Records from a point-labeling set:
[start]

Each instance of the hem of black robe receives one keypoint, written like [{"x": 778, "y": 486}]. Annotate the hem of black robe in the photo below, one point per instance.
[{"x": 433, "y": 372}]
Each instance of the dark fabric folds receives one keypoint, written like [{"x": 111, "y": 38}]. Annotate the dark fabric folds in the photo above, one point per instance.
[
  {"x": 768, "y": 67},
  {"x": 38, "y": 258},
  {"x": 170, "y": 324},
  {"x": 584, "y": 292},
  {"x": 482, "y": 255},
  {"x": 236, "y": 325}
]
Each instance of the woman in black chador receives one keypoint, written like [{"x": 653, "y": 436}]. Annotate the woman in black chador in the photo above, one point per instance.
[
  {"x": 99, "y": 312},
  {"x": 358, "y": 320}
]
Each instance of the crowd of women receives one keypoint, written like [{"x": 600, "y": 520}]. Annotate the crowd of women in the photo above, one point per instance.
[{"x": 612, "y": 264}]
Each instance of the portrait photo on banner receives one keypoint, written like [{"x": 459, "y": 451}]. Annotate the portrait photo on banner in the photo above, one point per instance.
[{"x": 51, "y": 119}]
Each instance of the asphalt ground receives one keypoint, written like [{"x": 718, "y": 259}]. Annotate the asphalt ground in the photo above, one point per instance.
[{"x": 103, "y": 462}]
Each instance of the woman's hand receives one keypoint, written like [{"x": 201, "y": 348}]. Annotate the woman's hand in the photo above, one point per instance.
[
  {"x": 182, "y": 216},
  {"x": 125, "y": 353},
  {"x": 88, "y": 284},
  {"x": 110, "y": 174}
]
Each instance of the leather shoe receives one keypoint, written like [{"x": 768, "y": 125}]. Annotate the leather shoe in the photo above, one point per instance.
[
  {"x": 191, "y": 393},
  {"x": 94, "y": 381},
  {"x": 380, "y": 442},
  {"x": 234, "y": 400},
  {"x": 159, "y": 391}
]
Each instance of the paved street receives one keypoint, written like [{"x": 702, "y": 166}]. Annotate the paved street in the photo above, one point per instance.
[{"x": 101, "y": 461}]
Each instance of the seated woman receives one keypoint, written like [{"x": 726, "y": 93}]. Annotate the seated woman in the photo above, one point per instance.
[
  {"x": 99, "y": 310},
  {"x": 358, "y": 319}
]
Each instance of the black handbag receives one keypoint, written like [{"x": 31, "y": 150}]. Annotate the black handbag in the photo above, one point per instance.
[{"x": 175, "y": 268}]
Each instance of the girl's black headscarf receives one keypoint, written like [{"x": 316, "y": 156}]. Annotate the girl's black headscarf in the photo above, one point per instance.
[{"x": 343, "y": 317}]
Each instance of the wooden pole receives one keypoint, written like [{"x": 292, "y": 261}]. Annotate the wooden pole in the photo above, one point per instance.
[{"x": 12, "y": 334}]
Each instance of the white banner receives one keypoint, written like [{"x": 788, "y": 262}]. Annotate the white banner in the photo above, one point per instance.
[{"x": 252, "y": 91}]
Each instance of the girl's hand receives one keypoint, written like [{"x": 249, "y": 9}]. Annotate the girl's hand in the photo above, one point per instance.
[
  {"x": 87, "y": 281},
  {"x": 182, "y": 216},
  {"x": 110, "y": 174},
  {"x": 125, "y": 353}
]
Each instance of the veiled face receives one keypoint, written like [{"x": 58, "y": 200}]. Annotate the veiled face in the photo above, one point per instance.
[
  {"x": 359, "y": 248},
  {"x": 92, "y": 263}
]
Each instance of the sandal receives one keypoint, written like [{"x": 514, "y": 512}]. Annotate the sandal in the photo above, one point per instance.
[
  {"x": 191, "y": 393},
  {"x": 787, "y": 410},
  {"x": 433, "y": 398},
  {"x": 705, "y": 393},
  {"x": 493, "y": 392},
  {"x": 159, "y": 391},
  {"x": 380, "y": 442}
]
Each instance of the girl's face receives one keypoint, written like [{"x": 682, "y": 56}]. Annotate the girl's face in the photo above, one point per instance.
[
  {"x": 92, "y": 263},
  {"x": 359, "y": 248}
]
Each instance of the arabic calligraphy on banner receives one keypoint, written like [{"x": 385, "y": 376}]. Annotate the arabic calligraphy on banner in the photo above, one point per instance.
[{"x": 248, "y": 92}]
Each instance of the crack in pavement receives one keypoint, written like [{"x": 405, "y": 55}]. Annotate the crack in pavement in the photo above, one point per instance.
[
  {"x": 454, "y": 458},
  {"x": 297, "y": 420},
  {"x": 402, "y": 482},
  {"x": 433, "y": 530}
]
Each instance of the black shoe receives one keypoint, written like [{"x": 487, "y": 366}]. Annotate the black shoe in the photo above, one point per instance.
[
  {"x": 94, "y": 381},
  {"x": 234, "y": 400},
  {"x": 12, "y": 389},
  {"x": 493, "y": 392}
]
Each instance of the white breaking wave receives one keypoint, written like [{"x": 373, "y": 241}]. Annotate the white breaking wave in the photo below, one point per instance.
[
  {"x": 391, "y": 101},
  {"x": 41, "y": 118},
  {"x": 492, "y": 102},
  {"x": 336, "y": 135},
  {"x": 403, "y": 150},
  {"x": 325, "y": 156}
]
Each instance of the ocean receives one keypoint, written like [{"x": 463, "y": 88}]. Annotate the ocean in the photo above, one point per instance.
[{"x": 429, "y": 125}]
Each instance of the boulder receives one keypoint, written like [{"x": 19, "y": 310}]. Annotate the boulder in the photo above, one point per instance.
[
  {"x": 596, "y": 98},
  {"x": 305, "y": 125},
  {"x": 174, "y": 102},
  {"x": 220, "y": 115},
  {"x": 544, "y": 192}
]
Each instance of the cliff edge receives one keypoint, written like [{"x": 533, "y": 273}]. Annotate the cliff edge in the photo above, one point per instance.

[end]

Directions:
Could you rewrite all the rows above as a numbered list, leaving out any blank lines?

Solution for this task:
1. Each instance of the hem of black robe receives one keypoint, written like [{"x": 778, "y": 486}]. Annotate the hem of black robe in the photo below, one point per instance.
2. [{"x": 433, "y": 372}]
3. Each instance of the dark fabric folds receives one keypoint, written like [{"x": 111, "y": 38}]. Annotate the dark fabric folds in the photo above, one point per instance.
4. [
5.   {"x": 768, "y": 67},
6.   {"x": 38, "y": 258},
7.   {"x": 170, "y": 324},
8.   {"x": 584, "y": 292},
9.   {"x": 482, "y": 255},
10.   {"x": 236, "y": 325}
11. ]
12. Each instance of the woman in black chador receives one keypoint, written like [{"x": 653, "y": 436}]. Annotate the woman in black chador in the photo above, one point per instance.
13. [
14.   {"x": 99, "y": 312},
15.   {"x": 358, "y": 320}
16. ]
17. Each instance of the crowd of women receives one keypoint, written like [{"x": 600, "y": 520}]. Annotate the crowd of women in the photo above, one point per instance.
18. [{"x": 612, "y": 264}]
19. Each instance of the portrait photo on banner receives one keypoint, written like [{"x": 459, "y": 451}]. Annotate the portrait photo on banner in the photo above, one point per instance.
20. [{"x": 51, "y": 119}]
21. Each instance of the asphalt ground receives one keypoint, written like [{"x": 718, "y": 259}]. Annotate the asphalt ground in the photo above, one point per instance.
22. [{"x": 103, "y": 462}]
23. Each instance of the woman's hand receives one keypoint, written like [{"x": 201, "y": 348}]. Annotate the woman's hand in the photo above, one point per instance.
24. [
25.   {"x": 182, "y": 216},
26.   {"x": 125, "y": 353},
27.   {"x": 88, "y": 284},
28.   {"x": 110, "y": 174}
29. ]
30. Each instance of the leather shoe receives one keypoint, written like [{"x": 768, "y": 125}]. Annotate the leather shoe in the photo above, one point per instance.
31. [
32.   {"x": 191, "y": 393},
33.   {"x": 94, "y": 381},
34.   {"x": 380, "y": 442},
35.   {"x": 234, "y": 400},
36.   {"x": 159, "y": 391}
37. ]
38. Each instance of the paved street receives one keypoint, written like [{"x": 702, "y": 166}]. Annotate the paved street in the photo above, one point per instance.
39. [{"x": 101, "y": 461}]
40. Each instance of the seated woman receives one keypoint, written like [{"x": 726, "y": 93}]. Annotate the seated woman in the photo above, one point per instance.
41. [
42.   {"x": 99, "y": 310},
43.   {"x": 358, "y": 319}
44. ]
45. Each instance of the black handbag receives one keypoint, written like [{"x": 31, "y": 150}]. Annotate the black handbag in the photo above, one point per instance.
46. [{"x": 175, "y": 268}]
47. Each instance of the girl's black headscarf receives one keypoint, written like [{"x": 316, "y": 156}]. Annotate the girl's black headscarf in the photo above, one point per instance.
48. [{"x": 343, "y": 317}]
49. Each instance of the wooden pole receives one keypoint, written like [{"x": 292, "y": 261}]. Annotate the wooden pole in the photo above, one point per instance.
50. [{"x": 12, "y": 334}]
51. Each instance of the white banner receives one keypoint, written like [{"x": 788, "y": 262}]. Annotate the white banner in the photo above, one point per instance.
52. [{"x": 252, "y": 91}]
53. Each instance of the girl's hand receives one keypoint, written like [{"x": 249, "y": 9}]. Annotate the girl's hand in the photo above, one point per instance.
54. [
55.   {"x": 87, "y": 281},
56.   {"x": 182, "y": 216},
57.   {"x": 110, "y": 174},
58.   {"x": 125, "y": 353}
59. ]
60. Each instance of the veiled face receives one keypoint, written like [{"x": 58, "y": 200}]. Annotate the veiled face in the photo above, one point per instance.
61. [
62.   {"x": 359, "y": 248},
63.   {"x": 92, "y": 263}
64. ]
65. Each instance of the sandal receives one keypoint, written like [{"x": 514, "y": 512}]. Annotate the sandal in the photo above, one point per instance.
66. [
67.   {"x": 191, "y": 393},
68.   {"x": 787, "y": 410},
69.   {"x": 433, "y": 398},
70.   {"x": 705, "y": 393},
71.   {"x": 493, "y": 392},
72.   {"x": 159, "y": 391},
73.   {"x": 380, "y": 442}
74. ]
75. Each instance of the girl's face receives one keypoint, written like [{"x": 682, "y": 56}]. Annotate the girl's face in the photo above, one point per instance.
76. [
77.   {"x": 92, "y": 263},
78.   {"x": 359, "y": 248}
79. ]
80. Each instance of the arabic calligraphy on banner receives one keypoint, written like [{"x": 385, "y": 376}]. Annotate the arabic calligraphy on banner in the photo above, one point per instance.
81. [{"x": 248, "y": 92}]
82. Each instance of the crack in pavement receives one keypoint, written like [{"x": 405, "y": 55}]. Annotate the crack in pavement in the photo above, one point per instance.
83. [
84.   {"x": 454, "y": 458},
85.   {"x": 297, "y": 420},
86.   {"x": 402, "y": 482},
87.   {"x": 433, "y": 530}
88. ]
89. Each instance of the black shoe receives one keypoint, written like [{"x": 487, "y": 366}]. Annotate the black shoe in the photo above, one point per instance.
90. [
91.   {"x": 94, "y": 381},
92.   {"x": 234, "y": 400},
93.   {"x": 12, "y": 389},
94.   {"x": 493, "y": 392}
95. ]
96. Each instance of the white breaking wave receives one keypoint, written like [{"x": 373, "y": 241}]. Annotate the white breaking wave in the photo below, one point per instance.
97. [
98.   {"x": 391, "y": 101},
99.   {"x": 41, "y": 118},
100.   {"x": 492, "y": 102},
101.   {"x": 336, "y": 135},
102.   {"x": 403, "y": 150},
103.   {"x": 325, "y": 156}
104. ]
105. Each instance of the ocean receives one keypoint, written like [{"x": 463, "y": 88}]. Annotate the ocean in the photo above, one point per instance.
106. [{"x": 429, "y": 125}]
107. Each instance of the boulder receives one keypoint, written like [{"x": 19, "y": 310}]. Annotate the boulder in the photo above, one point per instance.
108. [
109.   {"x": 596, "y": 98},
110.   {"x": 305, "y": 125},
111.   {"x": 174, "y": 102},
112.   {"x": 220, "y": 115},
113.   {"x": 544, "y": 192}
114. ]
115. Each instance of the cliff edge receives one keypoint, written like [{"x": 533, "y": 273}]. Annotate the cliff edge in the photo above, one point per instance.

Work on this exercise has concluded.